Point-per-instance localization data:

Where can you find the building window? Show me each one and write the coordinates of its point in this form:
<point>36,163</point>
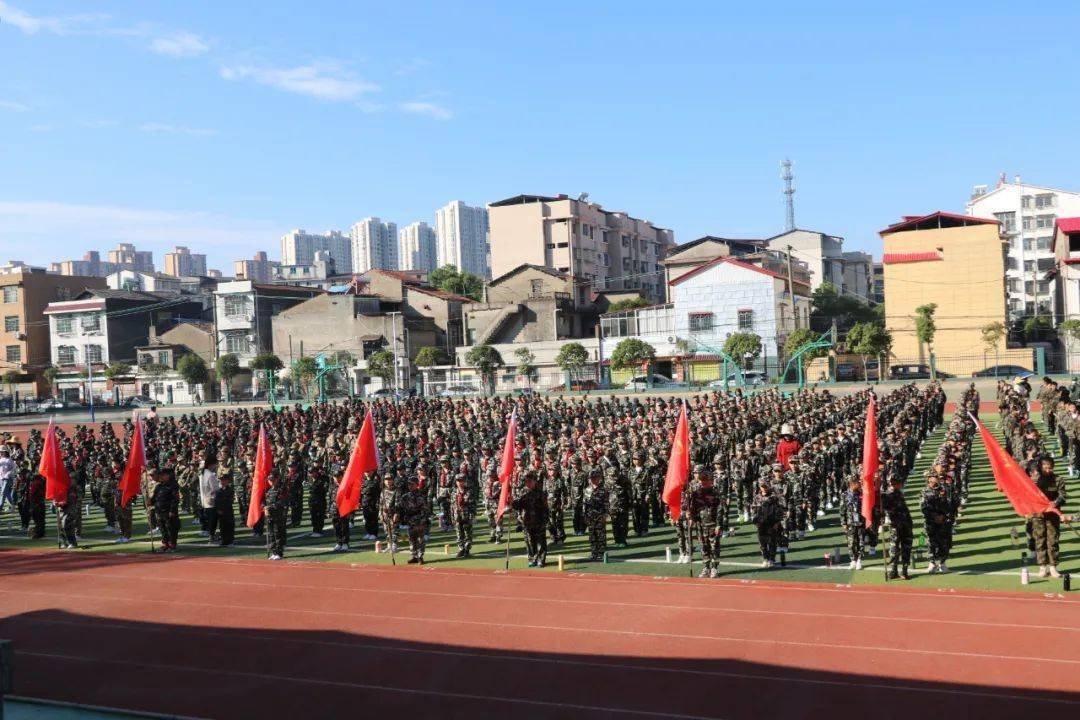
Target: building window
<point>235,306</point>
<point>701,322</point>
<point>1008,221</point>
<point>91,323</point>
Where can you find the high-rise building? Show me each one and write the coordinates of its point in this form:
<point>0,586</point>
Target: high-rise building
<point>181,262</point>
<point>462,238</point>
<point>599,249</point>
<point>416,247</point>
<point>374,245</point>
<point>1027,214</point>
<point>125,257</point>
<point>259,269</point>
<point>298,247</point>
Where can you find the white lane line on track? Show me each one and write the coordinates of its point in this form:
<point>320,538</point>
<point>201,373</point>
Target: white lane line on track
<point>605,603</point>
<point>390,689</point>
<point>563,628</point>
<point>736,676</point>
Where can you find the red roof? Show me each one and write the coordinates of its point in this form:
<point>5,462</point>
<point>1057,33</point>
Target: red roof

Task prompt – What should appear is an exact copy of the lines from the one with "<point>0,586</point>" through the end of the entries above, ends included, and no other text.

Task answer –
<point>0,586</point>
Target: high-rise building
<point>181,262</point>
<point>462,238</point>
<point>599,249</point>
<point>416,247</point>
<point>374,245</point>
<point>1027,214</point>
<point>125,257</point>
<point>259,269</point>
<point>298,247</point>
Where can you find the white lane line on track? Show me each one and write the coordinates of its point in this form:
<point>320,538</point>
<point>201,373</point>
Target: white lane line on track
<point>605,603</point>
<point>390,689</point>
<point>563,628</point>
<point>736,676</point>
Where can you find the red roof? Show me each one and write the coordinates of its point in this form:
<point>5,462</point>
<point>1057,33</point>
Target: red roof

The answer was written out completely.